Every entry below is to be returned unchanged. Images are not part of the copy.

====

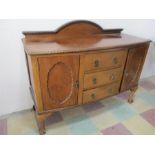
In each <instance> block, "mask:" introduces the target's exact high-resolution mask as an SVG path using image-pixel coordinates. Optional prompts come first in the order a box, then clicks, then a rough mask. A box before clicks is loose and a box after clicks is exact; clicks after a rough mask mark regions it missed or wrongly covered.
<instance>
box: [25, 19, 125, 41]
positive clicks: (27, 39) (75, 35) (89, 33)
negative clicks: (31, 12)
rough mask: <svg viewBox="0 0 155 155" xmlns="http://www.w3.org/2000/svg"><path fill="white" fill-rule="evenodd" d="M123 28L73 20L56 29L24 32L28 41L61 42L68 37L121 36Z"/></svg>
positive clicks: (25, 36)
mask: <svg viewBox="0 0 155 155" xmlns="http://www.w3.org/2000/svg"><path fill="white" fill-rule="evenodd" d="M122 30H123V29H103V28H102V27H101V26H99V25H98V24H96V23H94V22H91V21H86V20H83V21H72V22H69V23H67V24H64V25H63V26H61V27H60V28H58V29H57V30H56V31H39V32H37V31H27V32H23V34H24V35H25V41H26V42H39V41H45V42H46V41H47V42H50V41H51V42H53V41H57V42H59V41H60V42H61V41H62V40H63V39H66V38H73V37H74V38H76V37H77V38H78V37H80V38H81V37H86V36H93V35H100V36H102V37H120V34H121V31H122Z"/></svg>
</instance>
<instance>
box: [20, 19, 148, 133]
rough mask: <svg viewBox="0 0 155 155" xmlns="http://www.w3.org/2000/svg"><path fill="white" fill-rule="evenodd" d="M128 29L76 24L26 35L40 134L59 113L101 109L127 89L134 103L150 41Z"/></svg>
mask: <svg viewBox="0 0 155 155" xmlns="http://www.w3.org/2000/svg"><path fill="white" fill-rule="evenodd" d="M122 30H123V29H103V28H102V27H101V26H99V25H97V24H95V23H93V22H89V21H75V22H70V23H68V24H66V25H64V26H62V27H60V28H59V29H58V30H57V31H48V32H46V31H45V32H41V31H40V32H23V34H24V35H25V38H24V39H23V44H24V49H25V55H26V62H27V68H28V74H29V82H30V91H31V94H32V98H33V100H34V103H35V114H36V120H37V123H38V127H39V132H40V134H44V133H45V131H46V130H45V119H46V118H47V117H48V116H49V115H51V114H52V113H53V112H54V111H59V110H62V109H64V108H68V107H73V106H78V105H83V104H89V103H94V104H95V102H96V101H98V100H102V99H104V98H107V97H110V96H114V95H116V94H119V93H121V92H124V91H127V90H129V91H130V93H129V97H128V102H129V103H132V102H133V97H134V94H135V91H136V89H137V88H138V81H139V78H140V74H141V71H142V68H143V64H144V61H145V58H146V54H147V51H148V47H149V44H150V40H146V39H142V38H138V37H134V36H130V35H127V34H123V33H122ZM70 117H72V116H70Z"/></svg>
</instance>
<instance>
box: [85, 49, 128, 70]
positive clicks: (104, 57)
mask: <svg viewBox="0 0 155 155" xmlns="http://www.w3.org/2000/svg"><path fill="white" fill-rule="evenodd" d="M125 54H126V51H112V52H102V53H99V52H98V53H96V54H88V55H85V56H84V61H83V62H84V65H83V66H84V71H89V70H95V69H100V68H115V67H120V66H121V65H122V63H123V62H124V59H125V57H124V55H125Z"/></svg>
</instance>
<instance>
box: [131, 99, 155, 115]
mask: <svg viewBox="0 0 155 155" xmlns="http://www.w3.org/2000/svg"><path fill="white" fill-rule="evenodd" d="M129 106H130V107H132V108H133V109H134V110H135V111H136V112H137V113H138V114H139V113H142V112H144V111H146V110H149V109H152V108H153V106H152V105H151V104H148V103H147V102H146V101H145V100H143V99H140V98H136V99H135V100H134V103H132V104H129Z"/></svg>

====

Answer box ->
In each <instance> block, "mask:" introduces the target's exact high-resolution mask as an SVG path using image-pixel coordinates. Optional prompts come first in the order a box, then clicks, then a rough mask. A box before clicks is loose and a box after clicks is exact; clicks after a rough mask mark regions it missed or wrongly covered.
<instance>
box: [25, 19, 125, 41]
positive clicks: (27, 39) (75, 35) (89, 33)
negative clicks: (31, 12)
rough mask: <svg viewBox="0 0 155 155" xmlns="http://www.w3.org/2000/svg"><path fill="white" fill-rule="evenodd" d="M123 28L73 20L56 29L24 32L28 41L61 42L68 37L121 36Z"/></svg>
positive clicks: (25, 36)
mask: <svg viewBox="0 0 155 155" xmlns="http://www.w3.org/2000/svg"><path fill="white" fill-rule="evenodd" d="M122 30H123V29H103V28H102V27H101V26H99V25H98V24H96V23H94V22H91V21H86V20H83V21H72V22H69V23H67V24H64V25H63V26H61V27H60V28H58V29H57V30H56V31H39V32H37V31H27V32H23V34H24V35H25V41H26V42H39V41H45V42H46V41H47V42H50V41H51V42H53V41H57V42H59V41H60V42H61V41H62V40H63V39H66V38H73V37H74V38H76V37H77V38H78V37H80V38H81V37H86V36H93V35H100V36H102V37H120V34H121V31H122Z"/></svg>
</instance>
<instance>
box: [20, 19, 148, 133]
rough mask: <svg viewBox="0 0 155 155" xmlns="http://www.w3.org/2000/svg"><path fill="white" fill-rule="evenodd" d="M128 29L76 24L26 35L40 134L59 113L101 109L127 89L134 103L150 41Z"/></svg>
mask: <svg viewBox="0 0 155 155" xmlns="http://www.w3.org/2000/svg"><path fill="white" fill-rule="evenodd" d="M122 30H123V29H103V28H102V27H101V26H99V25H97V24H95V23H93V22H89V21H75V22H70V23H68V24H66V25H64V26H62V27H60V28H59V29H58V30H57V31H48V32H46V31H45V32H41V31H40V32H23V34H24V35H25V38H24V39H23V44H24V49H25V55H26V62H27V68H28V74H29V82H30V91H31V94H32V98H33V100H34V103H35V114H36V120H37V123H38V127H39V132H40V134H44V133H45V131H46V130H45V119H46V118H47V117H48V116H49V115H51V114H52V113H53V112H54V111H59V110H62V109H64V108H68V107H73V106H78V105H83V104H89V103H94V104H95V102H96V101H98V100H102V99H104V98H107V97H110V96H114V95H116V94H119V93H121V92H124V91H127V90H129V91H130V93H129V97H128V102H129V103H132V102H133V97H134V94H135V91H136V89H137V88H138V81H139V78H140V74H141V71H142V68H143V64H144V61H145V58H146V54H147V51H148V47H149V44H150V40H146V39H142V38H138V37H134V36H130V35H127V34H123V33H122ZM70 117H72V116H70Z"/></svg>
</instance>
<instance>
box: [85, 49, 128, 70]
positive clicks: (104, 57)
mask: <svg viewBox="0 0 155 155" xmlns="http://www.w3.org/2000/svg"><path fill="white" fill-rule="evenodd" d="M125 54H126V51H112V52H102V53H99V52H98V53H96V54H88V55H85V56H84V61H83V62H84V65H83V66H84V71H89V70H95V69H100V68H115V67H120V66H121V65H122V63H123V62H124V59H125V57H124V55H125Z"/></svg>
</instance>
<instance>
box: [131, 99, 155, 115]
mask: <svg viewBox="0 0 155 155" xmlns="http://www.w3.org/2000/svg"><path fill="white" fill-rule="evenodd" d="M129 106H130V107H132V108H133V109H134V110H135V111H136V112H137V113H138V114H139V113H142V112H144V111H146V110H149V109H152V108H153V106H152V105H151V104H148V103H147V102H146V101H145V100H143V99H140V98H136V99H135V100H134V103H132V104H129Z"/></svg>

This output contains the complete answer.